• _What to do_: List every kind of "semantics" named in the passage on partial updates.
** Reading passage follows **
On a practical level though the 'download then upload what you don't understand' approach is complicated. To make it work at all one has to use optimistic concurrency. For example, let's say I just want to change the first name of a contact and I want to use last update wins semantics. E.g. I don't want to use optimistic concurrency. But when I download the contact I get a first name and a last name. I don't care about the last name. I just want to change the first name. But since I don't have merge semantics I am forced to upload the entire record including both first name and last name. If someone changed the last name on the contact after I downloaded but before I uploaded I don't want to lose that change since I only want to change the first name. So I am forced to get an etag and then do an if-match and if the if-match fails then I have to download again and try again with a new etag. Besides creating race conditions I have to take on a whole bunch of extra complexity when all I wanted in the first place was just to do a 'last update wins' update of the first name.
...
A number of folks seem to agree that merge makes sense but they suggested that instead of using PUT we should use PATCH. Currently we use PUT with a specific content type (application/Web3S+xml). If you execute a PUT against a Web3S resources with that specific content-type then we will interpret the content using merge semantics. In other words by default PUT has replacement semantics unless you use our specific content-type on a Web3S resource. Should we use PATCH? I don't think so but I'm flexible on the topic.

This is one place where a number of APP experts such as Bill de hÓra and James Snell seem to agree that the current semantics in APP are insufficient. There also seems to be some consensus that it is too early to standardize a technology for partial updates of XML on the Web without lots more implementation experience. I also agree with that sentiment. So having it out of APP for now probably isn't a bad thing.
** End of Reading passage **
** Supplied data follows **
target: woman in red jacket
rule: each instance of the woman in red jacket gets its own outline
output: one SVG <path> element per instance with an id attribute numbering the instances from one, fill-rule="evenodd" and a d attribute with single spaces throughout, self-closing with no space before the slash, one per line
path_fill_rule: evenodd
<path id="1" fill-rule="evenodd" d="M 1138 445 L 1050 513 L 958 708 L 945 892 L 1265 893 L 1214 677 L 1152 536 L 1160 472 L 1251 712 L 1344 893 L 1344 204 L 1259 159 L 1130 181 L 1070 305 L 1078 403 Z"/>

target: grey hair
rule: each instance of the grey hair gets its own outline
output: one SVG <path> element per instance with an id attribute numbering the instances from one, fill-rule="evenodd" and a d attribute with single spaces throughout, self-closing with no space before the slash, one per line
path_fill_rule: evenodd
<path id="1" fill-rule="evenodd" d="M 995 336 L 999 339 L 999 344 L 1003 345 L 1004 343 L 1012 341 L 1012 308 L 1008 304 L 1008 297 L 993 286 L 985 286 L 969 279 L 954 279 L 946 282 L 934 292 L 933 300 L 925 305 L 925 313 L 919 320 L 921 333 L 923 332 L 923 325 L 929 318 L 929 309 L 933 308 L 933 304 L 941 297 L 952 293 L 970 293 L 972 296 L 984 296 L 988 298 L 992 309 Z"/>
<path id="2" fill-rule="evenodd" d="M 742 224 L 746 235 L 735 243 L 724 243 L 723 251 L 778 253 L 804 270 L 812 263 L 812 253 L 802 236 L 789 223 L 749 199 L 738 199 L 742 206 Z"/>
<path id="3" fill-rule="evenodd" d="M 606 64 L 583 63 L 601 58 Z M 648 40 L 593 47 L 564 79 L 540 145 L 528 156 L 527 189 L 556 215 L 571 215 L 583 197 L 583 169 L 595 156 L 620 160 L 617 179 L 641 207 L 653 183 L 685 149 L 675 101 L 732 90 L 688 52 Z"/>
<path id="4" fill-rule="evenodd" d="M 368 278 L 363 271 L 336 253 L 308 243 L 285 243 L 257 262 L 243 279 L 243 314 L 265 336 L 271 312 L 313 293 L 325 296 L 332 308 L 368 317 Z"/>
** End of Supplied data **
• _Response area_:
Last update wins semantics
Merge semantics
Replacement semantics